── Exercise materials ──
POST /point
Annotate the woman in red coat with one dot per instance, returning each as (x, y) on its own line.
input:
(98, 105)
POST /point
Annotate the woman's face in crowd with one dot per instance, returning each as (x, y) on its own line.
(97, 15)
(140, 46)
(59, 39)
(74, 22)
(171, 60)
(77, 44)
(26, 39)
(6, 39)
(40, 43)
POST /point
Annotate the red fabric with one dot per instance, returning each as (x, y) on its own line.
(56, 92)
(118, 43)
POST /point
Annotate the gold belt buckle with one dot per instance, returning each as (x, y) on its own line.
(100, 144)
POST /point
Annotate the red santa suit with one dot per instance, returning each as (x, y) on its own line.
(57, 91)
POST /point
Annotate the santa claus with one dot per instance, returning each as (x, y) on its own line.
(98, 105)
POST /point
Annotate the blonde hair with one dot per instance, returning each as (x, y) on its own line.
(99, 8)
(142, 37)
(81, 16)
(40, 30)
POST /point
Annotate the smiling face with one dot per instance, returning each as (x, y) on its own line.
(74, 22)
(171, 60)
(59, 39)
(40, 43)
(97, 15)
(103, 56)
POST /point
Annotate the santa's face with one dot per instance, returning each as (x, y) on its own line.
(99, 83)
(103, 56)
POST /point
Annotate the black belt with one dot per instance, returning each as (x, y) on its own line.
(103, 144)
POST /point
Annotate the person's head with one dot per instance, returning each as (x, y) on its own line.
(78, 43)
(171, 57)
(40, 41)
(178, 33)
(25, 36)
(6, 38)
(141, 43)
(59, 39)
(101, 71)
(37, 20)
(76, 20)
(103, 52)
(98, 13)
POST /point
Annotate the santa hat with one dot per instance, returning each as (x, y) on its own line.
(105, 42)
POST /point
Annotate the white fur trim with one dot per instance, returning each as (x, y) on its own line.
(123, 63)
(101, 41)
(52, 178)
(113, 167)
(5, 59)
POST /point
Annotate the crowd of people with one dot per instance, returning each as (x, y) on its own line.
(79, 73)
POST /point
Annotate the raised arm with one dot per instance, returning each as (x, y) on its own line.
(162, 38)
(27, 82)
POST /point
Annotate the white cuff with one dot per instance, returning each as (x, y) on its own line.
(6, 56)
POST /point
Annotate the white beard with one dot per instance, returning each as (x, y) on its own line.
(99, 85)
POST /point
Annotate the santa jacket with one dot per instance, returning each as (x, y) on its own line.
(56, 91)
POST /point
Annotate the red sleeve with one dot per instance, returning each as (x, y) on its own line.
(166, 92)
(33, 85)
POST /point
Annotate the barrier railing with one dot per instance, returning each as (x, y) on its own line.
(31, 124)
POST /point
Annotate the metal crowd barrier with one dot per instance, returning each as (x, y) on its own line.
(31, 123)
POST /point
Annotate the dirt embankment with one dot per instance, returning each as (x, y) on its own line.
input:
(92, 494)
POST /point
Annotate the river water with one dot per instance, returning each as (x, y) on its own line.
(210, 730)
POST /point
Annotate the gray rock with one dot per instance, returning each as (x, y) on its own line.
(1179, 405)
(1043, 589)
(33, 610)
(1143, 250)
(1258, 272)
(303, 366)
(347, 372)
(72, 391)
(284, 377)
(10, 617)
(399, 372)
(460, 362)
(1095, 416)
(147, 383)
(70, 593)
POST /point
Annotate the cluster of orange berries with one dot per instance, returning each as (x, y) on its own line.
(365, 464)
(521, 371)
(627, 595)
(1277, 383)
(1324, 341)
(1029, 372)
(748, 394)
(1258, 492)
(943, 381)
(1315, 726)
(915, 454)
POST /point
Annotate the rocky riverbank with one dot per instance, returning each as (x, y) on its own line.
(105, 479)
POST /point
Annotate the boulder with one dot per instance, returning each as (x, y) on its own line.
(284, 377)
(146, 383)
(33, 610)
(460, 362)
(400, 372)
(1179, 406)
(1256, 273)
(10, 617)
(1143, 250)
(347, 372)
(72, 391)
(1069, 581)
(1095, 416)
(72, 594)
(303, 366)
───
Which lines of the data contain the word "white"? Select each one and copy it out in full.

Worked solution
Annotate the white fur trim with one dot per instance, returning each as (x, y) on its own line.
Annotate the white cuff with one dot per instance, returning each as (x, y) on its own line.
Annotate the white beard with one dot per instance, returning each as (x, y) on its own line.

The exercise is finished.